Le diesel est cancérogène, c'est officiel. Et il se passe quoi maintenant ?

Les moteurs diesel ont été reconnus comme «cancérogènes certains» par l'Organisation mondiale de la Santé. L'information n'est pas nouvelle mais pourrait influer sur les comportements futurs de l'Etat et des constructeurs.
par Marièke Poulat
publié le 14 juin 2012 à 18h36

« La dangerosité du diesel est enfin reconnue. Cela permettra une prise en compte collective, entre les constructeurs automobile, l'Etat et les collectivités territoriales », déclare Patrice Halimi, secrétaire général de l'Association santé environnement en France (Asef), après la décision de l'Organisation mondiale de la santé (OMS) de faire du diesel un « cancérogène certain pour l'humain».

Benoît Hartmann, porte-parole de France nature environnement (FNE), renchérit : «C'est une bonne nouvelle ! Cette reconnaissance légitime notre combat». Enthousiaste, ce dernier laisse miroiter la possibilité d'organiser des recours devant la justice : «Désormais, les malades pourront se tourner vers la justice et mener des actions. En établissant une causalité entre cancer et diesel, l'OMS crée une possibilité de contentieux qui pourrait inquiéter les constructeurs et les faire changer.»

## LE PROBLÈME
D'après l'article sur le diesel, répondez aux questions suivantes.
(a) Quel organisme a reconnu les moteurs diesel comme « cancérogènes certains » ?
(b) Quelle fonction Patrice Halimi occupe-t-il ?
(c) Selon Benoît Hartmann, vers quoi les malades pourront-ils désormais se tourner ?

## DONNÉES À EXAMINER
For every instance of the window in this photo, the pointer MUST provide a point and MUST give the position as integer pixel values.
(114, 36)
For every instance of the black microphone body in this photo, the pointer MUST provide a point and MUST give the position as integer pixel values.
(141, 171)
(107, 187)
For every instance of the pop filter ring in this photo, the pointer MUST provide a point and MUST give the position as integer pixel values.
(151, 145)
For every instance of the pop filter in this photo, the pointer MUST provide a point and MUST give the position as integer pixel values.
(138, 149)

--

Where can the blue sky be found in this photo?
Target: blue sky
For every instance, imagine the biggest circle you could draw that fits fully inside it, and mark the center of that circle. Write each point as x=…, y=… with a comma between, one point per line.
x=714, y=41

...

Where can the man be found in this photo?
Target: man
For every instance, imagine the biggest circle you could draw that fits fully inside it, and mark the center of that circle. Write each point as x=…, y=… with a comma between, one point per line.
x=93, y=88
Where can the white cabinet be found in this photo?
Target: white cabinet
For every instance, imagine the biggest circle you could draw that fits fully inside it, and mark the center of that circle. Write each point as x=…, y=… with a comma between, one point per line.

## TÂCHE ACCOMPLIE
(a) L'Organisation mondiale de la santé (OMS).
(b) Il est secrétaire général de l'Association santé environnement en France (Asef).
(c) Ils pourront se tourner vers la justice.